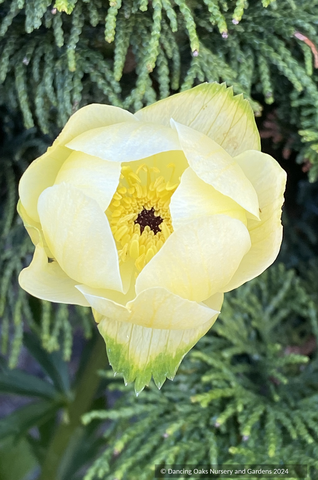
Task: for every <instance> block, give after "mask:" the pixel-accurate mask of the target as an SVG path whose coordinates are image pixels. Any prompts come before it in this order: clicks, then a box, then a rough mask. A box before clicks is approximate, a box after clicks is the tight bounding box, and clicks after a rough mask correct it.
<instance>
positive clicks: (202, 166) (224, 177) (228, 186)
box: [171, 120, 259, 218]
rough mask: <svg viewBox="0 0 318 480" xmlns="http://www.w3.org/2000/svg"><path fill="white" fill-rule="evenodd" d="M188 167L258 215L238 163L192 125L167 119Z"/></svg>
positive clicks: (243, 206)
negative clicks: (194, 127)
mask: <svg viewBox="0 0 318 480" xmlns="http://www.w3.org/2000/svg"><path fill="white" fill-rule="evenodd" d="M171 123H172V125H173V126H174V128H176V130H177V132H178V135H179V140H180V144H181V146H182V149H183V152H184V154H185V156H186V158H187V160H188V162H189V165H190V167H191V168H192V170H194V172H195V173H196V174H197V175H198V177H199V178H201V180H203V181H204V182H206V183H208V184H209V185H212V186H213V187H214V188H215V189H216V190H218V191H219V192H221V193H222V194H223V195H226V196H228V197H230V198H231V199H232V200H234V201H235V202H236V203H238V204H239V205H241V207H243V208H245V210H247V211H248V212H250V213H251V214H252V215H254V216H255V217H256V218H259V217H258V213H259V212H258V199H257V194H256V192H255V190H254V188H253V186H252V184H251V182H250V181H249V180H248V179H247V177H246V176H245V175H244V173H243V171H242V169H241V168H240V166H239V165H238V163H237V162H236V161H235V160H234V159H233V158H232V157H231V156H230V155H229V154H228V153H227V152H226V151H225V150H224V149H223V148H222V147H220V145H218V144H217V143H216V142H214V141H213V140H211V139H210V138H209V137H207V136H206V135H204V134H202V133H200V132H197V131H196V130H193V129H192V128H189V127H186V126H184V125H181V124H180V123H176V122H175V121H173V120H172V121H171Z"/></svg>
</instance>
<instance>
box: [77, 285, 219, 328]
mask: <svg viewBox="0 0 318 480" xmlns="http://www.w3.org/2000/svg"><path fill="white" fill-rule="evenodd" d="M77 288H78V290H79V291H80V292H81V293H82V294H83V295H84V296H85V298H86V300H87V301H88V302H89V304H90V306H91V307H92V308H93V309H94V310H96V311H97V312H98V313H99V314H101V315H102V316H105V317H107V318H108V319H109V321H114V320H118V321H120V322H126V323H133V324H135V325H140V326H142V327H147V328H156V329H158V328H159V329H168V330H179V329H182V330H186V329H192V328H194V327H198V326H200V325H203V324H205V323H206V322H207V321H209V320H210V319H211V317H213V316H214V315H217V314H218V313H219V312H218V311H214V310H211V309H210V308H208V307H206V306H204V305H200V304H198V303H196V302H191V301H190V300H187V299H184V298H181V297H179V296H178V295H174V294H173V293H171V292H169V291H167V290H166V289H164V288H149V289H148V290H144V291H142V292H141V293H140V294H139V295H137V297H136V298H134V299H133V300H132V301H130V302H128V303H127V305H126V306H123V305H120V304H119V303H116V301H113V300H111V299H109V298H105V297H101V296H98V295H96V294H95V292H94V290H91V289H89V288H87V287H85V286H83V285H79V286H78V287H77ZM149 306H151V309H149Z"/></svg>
=======
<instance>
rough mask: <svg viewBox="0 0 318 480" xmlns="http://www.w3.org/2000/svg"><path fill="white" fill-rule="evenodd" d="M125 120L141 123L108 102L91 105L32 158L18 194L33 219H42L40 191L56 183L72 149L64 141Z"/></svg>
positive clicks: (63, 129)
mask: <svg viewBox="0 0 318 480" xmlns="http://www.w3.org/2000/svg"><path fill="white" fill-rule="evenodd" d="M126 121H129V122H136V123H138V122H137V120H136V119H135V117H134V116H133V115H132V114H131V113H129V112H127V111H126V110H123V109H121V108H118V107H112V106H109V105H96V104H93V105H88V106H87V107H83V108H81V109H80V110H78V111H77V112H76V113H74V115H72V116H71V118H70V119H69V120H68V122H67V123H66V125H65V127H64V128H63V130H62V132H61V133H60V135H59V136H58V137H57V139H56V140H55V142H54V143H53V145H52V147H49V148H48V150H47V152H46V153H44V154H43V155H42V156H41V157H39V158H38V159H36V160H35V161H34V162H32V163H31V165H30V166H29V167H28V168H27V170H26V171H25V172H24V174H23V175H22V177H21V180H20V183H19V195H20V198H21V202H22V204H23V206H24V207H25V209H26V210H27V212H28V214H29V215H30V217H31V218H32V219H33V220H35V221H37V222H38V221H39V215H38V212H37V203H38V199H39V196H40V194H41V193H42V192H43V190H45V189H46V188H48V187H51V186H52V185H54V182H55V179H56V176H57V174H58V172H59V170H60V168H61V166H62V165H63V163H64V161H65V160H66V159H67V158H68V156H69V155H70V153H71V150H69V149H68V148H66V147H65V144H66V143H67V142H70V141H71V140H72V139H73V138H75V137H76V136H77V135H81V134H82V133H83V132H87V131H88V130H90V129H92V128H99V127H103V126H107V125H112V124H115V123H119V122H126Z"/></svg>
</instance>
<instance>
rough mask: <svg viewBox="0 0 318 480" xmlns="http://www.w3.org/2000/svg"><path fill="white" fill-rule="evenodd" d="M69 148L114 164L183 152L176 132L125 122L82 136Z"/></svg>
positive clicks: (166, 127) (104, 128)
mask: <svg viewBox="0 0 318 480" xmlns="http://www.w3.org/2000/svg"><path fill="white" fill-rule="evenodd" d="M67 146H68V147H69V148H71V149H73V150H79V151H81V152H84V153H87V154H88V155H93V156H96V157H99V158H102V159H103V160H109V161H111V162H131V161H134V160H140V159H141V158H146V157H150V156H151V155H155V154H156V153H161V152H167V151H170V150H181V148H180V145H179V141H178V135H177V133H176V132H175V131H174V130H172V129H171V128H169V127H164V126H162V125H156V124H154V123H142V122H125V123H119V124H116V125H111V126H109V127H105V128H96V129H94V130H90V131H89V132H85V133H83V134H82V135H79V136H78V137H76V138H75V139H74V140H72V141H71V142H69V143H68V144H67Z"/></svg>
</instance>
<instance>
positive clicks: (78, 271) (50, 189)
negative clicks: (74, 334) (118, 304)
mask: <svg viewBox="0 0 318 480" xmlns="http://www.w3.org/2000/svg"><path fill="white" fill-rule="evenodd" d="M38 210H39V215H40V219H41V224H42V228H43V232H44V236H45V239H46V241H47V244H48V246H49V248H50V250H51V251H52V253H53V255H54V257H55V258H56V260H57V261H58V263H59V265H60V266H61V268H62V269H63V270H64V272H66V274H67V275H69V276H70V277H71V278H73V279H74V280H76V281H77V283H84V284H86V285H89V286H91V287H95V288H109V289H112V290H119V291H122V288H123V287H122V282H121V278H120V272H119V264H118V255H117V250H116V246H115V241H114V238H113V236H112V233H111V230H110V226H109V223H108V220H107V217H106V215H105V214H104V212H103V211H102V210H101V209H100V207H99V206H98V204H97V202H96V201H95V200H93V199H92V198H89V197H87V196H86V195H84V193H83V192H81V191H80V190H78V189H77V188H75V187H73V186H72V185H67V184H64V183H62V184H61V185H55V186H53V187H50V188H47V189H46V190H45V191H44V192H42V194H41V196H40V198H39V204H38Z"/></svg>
=======
**WHAT YOU HAVE TO DO**
Please print the material verbatim, starting with the line that contains "Task: for every" and continuing through the line that contains "box: [171, 120, 259, 218]", with both of those lines included.

**RESULT OF THIS TASK**
Task: for every <instance> block, give after "mask:" the pixel-accurate mask of the target as an SVG path whose coordinates are image pixels. Any prompts come before it in this order: clicks, then a box, then a rough mask. A box before clicks is approximate, a box after clicks is the tight bounding box, and clicks after a rough mask correct it.
<instance>
positive clicks: (202, 166) (224, 177) (228, 186)
box: [171, 120, 259, 218]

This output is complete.